Print out each entry below exactly, please.
+++
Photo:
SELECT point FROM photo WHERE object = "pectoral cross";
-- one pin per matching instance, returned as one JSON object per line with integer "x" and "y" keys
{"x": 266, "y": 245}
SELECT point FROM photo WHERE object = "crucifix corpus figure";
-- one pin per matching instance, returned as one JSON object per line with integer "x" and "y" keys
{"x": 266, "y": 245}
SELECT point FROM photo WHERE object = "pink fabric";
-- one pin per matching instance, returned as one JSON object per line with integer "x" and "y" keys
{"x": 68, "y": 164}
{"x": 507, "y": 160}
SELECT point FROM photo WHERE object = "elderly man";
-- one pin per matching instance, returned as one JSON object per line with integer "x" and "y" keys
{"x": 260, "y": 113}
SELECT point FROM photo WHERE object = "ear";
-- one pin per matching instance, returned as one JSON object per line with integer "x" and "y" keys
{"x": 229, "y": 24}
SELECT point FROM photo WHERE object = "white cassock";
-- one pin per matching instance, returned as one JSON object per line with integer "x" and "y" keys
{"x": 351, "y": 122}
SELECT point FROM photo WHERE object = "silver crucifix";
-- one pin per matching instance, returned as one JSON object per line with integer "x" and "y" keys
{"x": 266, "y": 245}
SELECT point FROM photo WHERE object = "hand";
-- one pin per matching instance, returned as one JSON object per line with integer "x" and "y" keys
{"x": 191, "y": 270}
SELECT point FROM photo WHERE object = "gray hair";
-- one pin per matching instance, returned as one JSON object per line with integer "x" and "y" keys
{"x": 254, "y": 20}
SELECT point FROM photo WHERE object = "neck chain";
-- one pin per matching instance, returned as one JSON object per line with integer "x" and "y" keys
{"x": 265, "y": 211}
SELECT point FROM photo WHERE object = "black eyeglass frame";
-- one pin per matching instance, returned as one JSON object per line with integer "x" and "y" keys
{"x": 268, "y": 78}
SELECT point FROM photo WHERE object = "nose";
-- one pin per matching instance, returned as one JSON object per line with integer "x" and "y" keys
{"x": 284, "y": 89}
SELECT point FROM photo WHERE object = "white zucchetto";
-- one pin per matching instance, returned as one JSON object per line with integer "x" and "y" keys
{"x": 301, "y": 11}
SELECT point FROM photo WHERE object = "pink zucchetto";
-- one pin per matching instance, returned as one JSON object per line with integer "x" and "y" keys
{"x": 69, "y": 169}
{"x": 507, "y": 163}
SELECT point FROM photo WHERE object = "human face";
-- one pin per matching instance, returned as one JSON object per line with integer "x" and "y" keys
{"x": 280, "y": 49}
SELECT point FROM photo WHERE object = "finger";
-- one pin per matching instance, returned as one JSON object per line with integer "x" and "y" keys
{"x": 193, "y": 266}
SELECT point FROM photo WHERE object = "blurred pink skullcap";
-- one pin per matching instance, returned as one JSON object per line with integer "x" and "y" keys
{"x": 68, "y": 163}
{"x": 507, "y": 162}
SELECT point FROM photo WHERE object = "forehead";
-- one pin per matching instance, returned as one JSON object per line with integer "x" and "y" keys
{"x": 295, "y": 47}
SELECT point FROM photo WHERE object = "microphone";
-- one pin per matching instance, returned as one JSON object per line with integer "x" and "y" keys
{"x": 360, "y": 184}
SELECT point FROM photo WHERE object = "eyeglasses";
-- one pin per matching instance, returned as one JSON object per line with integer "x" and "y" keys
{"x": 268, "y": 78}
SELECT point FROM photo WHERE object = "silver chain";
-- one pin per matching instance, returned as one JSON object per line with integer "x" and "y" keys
+++
WRITTEN SOLUTION:
Photo:
SELECT point FROM photo WHERE object = "pectoral cross";
-- one pin per matching instance, returned as one JSON object per line with integer "x" and "y" keys
{"x": 266, "y": 245}
SELECT point FROM photo WHERE object = "crucifix corpus figure";
-- one pin per matching instance, returned as one JSON object per line with integer "x" and "y" keys
{"x": 266, "y": 245}
SELECT point FROM photo WHERE object = "pink fabric";
-- one pin per matching instance, returned as one JSON object per line with integer "x" and "y" keys
{"x": 68, "y": 164}
{"x": 507, "y": 160}
SELECT point FROM photo WHERE object = "elderly man";
-- one pin per matching instance, returned as one JSON object per line with integer "x" and "y" keys
{"x": 260, "y": 113}
SELECT point FROM photo WHERE object = "ear";
-- one pin per matching instance, returned as one JSON object per line with integer "x" and "y" keys
{"x": 229, "y": 24}
SELECT point FROM photo WHERE object = "white cassock";
-- one pin per matching instance, returned as one JSON object per line with integer "x" and "y" keys
{"x": 351, "y": 122}
SELECT point FROM photo WHERE object = "silver crucifix";
-- one pin per matching instance, returned as one JSON object per line with integer "x" and "y" keys
{"x": 266, "y": 245}
SELECT point FROM photo WHERE object = "hand";
-- one pin per matching instance, returned as one JSON object per line with integer "x" and "y" keys
{"x": 191, "y": 270}
SELECT point FROM photo WHERE object = "gray hair";
-- one pin per matching instance, returned as one JSON object per line with integer "x" and "y" keys
{"x": 254, "y": 20}
SELECT point FROM photo WHERE object = "neck chain";
-- one pin per matching instance, returned as one JSON object per line with integer "x" and "y" keys
{"x": 265, "y": 211}
SELECT point FROM photo WHERE object = "black eyeglass frame";
-- one pin per matching instance, returned as one JSON object per line with integer "x" and "y" keys
{"x": 268, "y": 78}
SELECT point FROM photo WHERE object = "nose";
-- one pin per matching instance, returned as one JSON object per line with integer "x" and "y" keys
{"x": 284, "y": 89}
SELECT point FROM photo WHERE object = "white zucchetto";
-- one pin per matching instance, returned as one JSON object per line with integer "x" and "y" keys
{"x": 301, "y": 11}
SELECT point FROM photo WHERE object = "pink zucchetto";
-- one pin per matching instance, returned as one JSON object per line with integer "x" and "y" keys
{"x": 69, "y": 169}
{"x": 507, "y": 163}
SELECT point FROM photo WHERE object = "human face";
-- one pin per matching instance, returned as one JSON object per line with integer "x" and "y" keys
{"x": 280, "y": 49}
SELECT point FROM photo WHERE object = "finger";
-- one pin per matching instance, returned as one JSON object per line with integer "x" and "y" keys
{"x": 193, "y": 266}
SELECT point FROM photo WHERE object = "blurred pink skullcap";
-- one pin per matching instance, returned as one JSON object per line with integer "x" and "y" keys
{"x": 68, "y": 163}
{"x": 507, "y": 162}
SELECT point FROM photo WHERE object = "forehead";
-- one pin per matching instance, returned as one JSON object per line with integer "x" and "y" keys
{"x": 295, "y": 47}
SELECT point FROM photo WHERE object = "microphone";
-- one pin per matching instance, returned as one JSON object per line with integer "x" and "y" keys
{"x": 360, "y": 184}
SELECT point FROM photo WHERE object = "eyeglasses";
-- one pin per matching instance, returned as one JSON object per line with integer "x" and "y" keys
{"x": 268, "y": 78}
SELECT point FROM photo WHERE object = "silver chain";
-- one pin per matching instance, returned as one JSON object per line with integer "x" and "y" keys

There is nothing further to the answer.